- [REQUIRED WORK] A verbatim reproduction of every entry is the expected answer.

- [Natural language region descriptions]
↓↓↓

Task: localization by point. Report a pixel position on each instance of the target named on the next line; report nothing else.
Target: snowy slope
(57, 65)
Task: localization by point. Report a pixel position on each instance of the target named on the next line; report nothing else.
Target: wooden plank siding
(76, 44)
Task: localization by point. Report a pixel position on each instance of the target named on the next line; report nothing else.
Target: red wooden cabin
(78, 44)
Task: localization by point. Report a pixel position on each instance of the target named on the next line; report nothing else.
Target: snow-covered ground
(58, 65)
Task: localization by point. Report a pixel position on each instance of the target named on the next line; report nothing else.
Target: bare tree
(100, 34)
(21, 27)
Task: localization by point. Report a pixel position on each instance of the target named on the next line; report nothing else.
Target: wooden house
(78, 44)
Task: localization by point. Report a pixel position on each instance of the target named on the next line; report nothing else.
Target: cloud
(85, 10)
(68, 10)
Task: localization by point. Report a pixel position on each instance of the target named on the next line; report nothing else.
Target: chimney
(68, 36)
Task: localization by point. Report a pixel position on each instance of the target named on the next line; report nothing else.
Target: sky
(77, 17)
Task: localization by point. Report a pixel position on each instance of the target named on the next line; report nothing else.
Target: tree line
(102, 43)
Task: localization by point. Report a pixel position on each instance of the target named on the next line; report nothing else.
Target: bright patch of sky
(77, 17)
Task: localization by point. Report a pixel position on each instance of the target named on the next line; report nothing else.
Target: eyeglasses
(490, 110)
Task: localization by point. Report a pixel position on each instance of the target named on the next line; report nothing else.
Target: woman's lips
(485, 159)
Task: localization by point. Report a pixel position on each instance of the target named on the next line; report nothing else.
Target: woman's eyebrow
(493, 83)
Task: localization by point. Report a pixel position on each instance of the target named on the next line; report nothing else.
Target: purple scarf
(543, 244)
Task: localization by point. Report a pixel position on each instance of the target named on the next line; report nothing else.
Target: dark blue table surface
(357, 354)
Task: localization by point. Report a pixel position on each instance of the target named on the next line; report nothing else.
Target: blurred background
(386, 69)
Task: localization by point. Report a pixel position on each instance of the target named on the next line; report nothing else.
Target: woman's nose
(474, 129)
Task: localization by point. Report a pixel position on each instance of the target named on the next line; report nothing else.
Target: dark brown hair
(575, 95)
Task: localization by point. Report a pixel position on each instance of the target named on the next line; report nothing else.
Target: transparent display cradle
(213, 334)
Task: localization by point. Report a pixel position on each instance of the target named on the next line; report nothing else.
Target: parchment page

↑↑↑

- [ANSWER FOR THE TASK]
Task: localization by point. Report a pixel position on each instance of the target named on the next line; report nothing else.
Target: snowy slope
(57, 65)
Task: localization by point. Report a pixel position on each instance of the target named on the next line; report nothing else.
Target: wooden plank siding
(76, 44)
Task: localization by point. Report a pixel position on each instance of the target named on the next line; report nothing else.
Target: red wooden cabin
(78, 44)
Task: localization by point. Report a pixel position on each instance of the target named on the next line; report nothing else.
Target: snow-covered ground
(58, 65)
Task: localization by point. Report a pixel position on each instance of the target named on the next line; report nothing else.
Target: bare tree
(100, 34)
(21, 27)
Task: localization by point. Report a pixel position on each instance of the target named on the next line; report nothing else.
Target: wooden house
(78, 44)
Task: localization by point. Report a pixel position on each instance of the target named on the next line; report nothing else.
Target: cloud
(85, 10)
(68, 10)
Task: localization by point. Report a pixel position on each instance of the target named on the next line; report nothing else.
Target: chimney
(68, 36)
Task: localization by point. Report a pixel position on each instance of the target named on the next line; report nothing else.
Target: sky
(77, 17)
Task: localization by point. Report a pixel position on each instance of the target named on the next line; report nothing else.
Target: tree line
(102, 43)
Task: localization by point. Report a pixel position on each instance of the target named on the next line; report nothing else.
Target: bright patch of sky
(77, 17)
Task: localization by point. Report a pixel position on each instance of the target named on the next line; report nothing else.
Target: eyeglasses
(490, 110)
Task: localization by point. Report a pixel position on each instance of the target named on the next line; report nothing else.
Target: woman's lips
(485, 159)
Task: localization by point. Report a pixel position on each instance of the target named on the next line; report nothing else.
Target: woman's eyebrow
(493, 83)
Task: localization by point. Report a pixel position on each instance of the target named on the next line; report nothing else.
Target: purple scarf
(543, 244)
Task: localization by point. Report a pixel position on each instance of the target named on the next line; report nothing else.
Target: dark blue table surface
(357, 354)
Task: localization by point. Report a pixel position on each instance of the target named on the next line; report nothing else.
Target: blurred background
(386, 69)
Task: localization by point. Report a pixel position on each instance of the target named on the next line; report nothing else.
Target: woman's nose
(474, 129)
Task: localization by point. Report a pixel position on each instance of the target named on the next line; report nothing else.
Target: dark brown hair
(575, 95)
Task: localization by point. Report a pixel position on each instance of the target named on the next line; report nothing else.
Target: transparent display cradle
(213, 334)
Task: localization by point. Report a pixel position on each instance of the target named on the next line; report nothing else.
Target: parchment page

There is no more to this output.